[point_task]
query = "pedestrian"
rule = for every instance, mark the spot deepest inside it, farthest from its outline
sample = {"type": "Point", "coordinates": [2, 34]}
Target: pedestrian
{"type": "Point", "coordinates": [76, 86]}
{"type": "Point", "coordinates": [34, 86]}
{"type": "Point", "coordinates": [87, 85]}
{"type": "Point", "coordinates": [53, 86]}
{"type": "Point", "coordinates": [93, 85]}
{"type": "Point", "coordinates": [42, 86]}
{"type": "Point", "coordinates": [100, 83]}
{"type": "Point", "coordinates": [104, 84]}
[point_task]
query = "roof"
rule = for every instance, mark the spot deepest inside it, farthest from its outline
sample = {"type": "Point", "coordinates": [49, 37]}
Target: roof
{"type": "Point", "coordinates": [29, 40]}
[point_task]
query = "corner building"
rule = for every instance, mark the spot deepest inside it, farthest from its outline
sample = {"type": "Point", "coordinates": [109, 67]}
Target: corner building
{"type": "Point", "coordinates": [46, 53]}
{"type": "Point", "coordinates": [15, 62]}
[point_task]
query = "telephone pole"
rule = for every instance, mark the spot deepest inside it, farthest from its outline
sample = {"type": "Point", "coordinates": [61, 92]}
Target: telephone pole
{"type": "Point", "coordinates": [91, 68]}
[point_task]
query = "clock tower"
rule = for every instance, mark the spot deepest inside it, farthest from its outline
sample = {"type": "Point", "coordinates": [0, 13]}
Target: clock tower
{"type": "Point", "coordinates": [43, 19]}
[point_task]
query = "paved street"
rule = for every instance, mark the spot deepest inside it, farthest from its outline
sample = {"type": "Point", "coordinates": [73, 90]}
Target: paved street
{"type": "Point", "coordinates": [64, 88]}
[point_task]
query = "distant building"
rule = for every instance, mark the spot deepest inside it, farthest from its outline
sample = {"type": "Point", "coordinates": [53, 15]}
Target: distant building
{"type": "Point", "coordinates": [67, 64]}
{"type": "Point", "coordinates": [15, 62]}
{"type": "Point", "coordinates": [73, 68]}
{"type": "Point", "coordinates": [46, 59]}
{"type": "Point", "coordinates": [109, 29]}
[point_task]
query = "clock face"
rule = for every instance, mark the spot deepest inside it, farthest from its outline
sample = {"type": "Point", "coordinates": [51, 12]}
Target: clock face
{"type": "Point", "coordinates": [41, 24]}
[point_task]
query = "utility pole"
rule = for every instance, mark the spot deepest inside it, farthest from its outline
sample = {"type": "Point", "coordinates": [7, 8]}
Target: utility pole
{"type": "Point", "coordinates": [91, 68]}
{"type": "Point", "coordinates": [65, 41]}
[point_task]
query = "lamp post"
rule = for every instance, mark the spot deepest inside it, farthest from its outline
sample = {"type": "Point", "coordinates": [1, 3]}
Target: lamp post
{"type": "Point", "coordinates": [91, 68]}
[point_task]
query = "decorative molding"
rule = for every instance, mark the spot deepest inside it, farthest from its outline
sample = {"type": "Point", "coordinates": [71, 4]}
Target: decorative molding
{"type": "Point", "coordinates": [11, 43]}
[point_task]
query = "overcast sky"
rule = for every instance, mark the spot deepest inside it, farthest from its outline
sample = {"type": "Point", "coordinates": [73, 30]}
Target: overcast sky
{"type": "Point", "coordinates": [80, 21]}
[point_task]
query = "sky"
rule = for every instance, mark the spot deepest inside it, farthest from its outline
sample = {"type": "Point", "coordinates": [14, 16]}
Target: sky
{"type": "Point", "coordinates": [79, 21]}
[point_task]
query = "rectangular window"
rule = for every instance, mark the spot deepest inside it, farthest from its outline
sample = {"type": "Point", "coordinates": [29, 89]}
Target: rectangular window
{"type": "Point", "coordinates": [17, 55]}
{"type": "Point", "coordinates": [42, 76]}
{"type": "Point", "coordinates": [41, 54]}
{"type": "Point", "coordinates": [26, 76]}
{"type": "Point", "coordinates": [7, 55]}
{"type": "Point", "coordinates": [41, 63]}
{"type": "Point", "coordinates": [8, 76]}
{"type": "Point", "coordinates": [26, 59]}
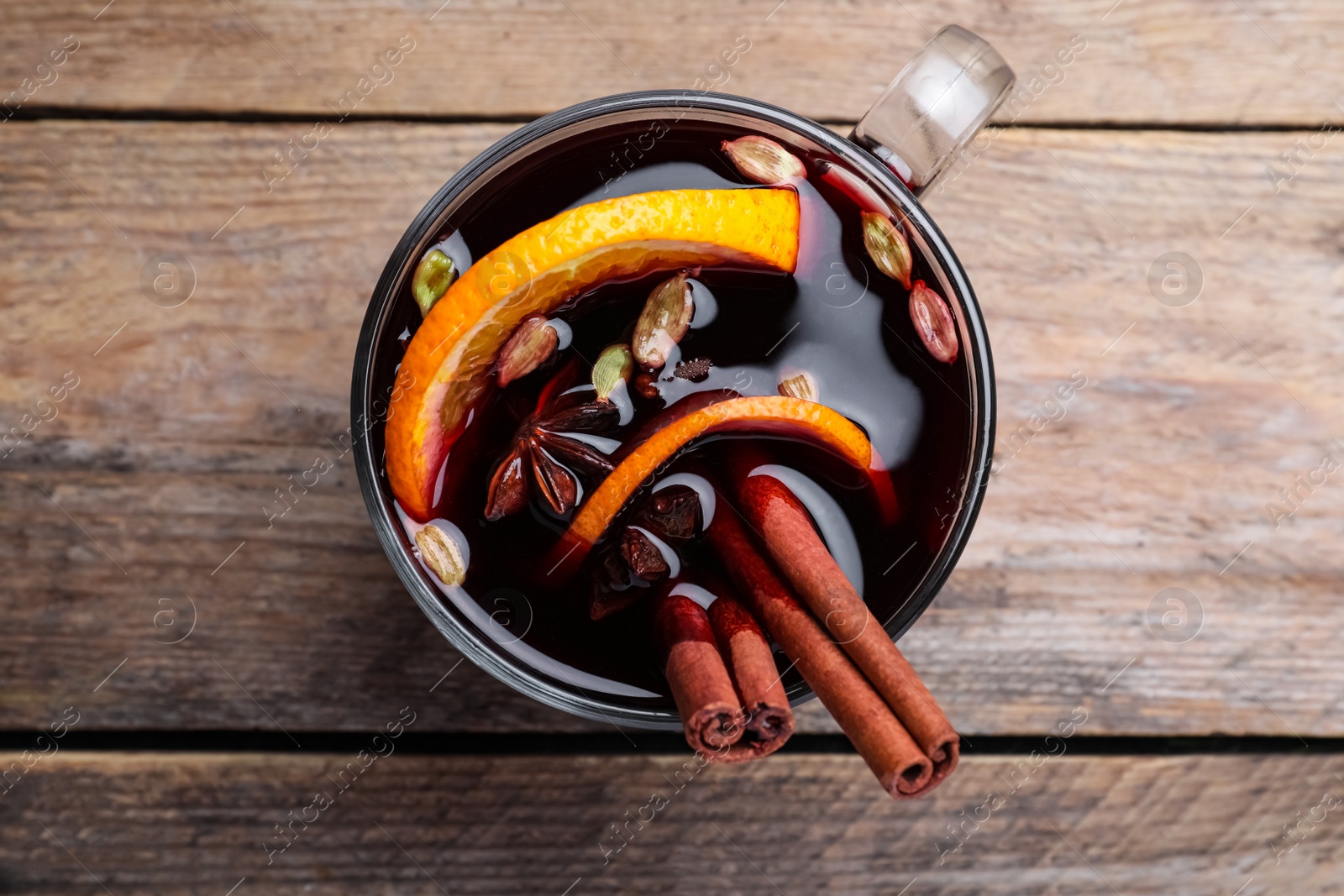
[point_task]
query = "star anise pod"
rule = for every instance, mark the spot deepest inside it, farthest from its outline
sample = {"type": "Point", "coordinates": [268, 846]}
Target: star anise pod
{"type": "Point", "coordinates": [546, 456]}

....

_Your assignment_.
Your task is to write out, exactly and without pictures, only the lines from the one holding "Target: rectangular window" to the last line of the data.

_Answer area_.
Target: rectangular window
{"type": "Point", "coordinates": [17, 55]}
{"type": "Point", "coordinates": [42, 76]}
{"type": "Point", "coordinates": [41, 54]}
{"type": "Point", "coordinates": [26, 76]}
{"type": "Point", "coordinates": [7, 55]}
{"type": "Point", "coordinates": [41, 63]}
{"type": "Point", "coordinates": [8, 76]}
{"type": "Point", "coordinates": [26, 59]}
[point_task]
query = "star anise pod"
rule = for every instance, mark the spot deepest inside it, farthest from its outline
sample = {"type": "Point", "coordinates": [268, 846]}
Target: star anise pod
{"type": "Point", "coordinates": [546, 456]}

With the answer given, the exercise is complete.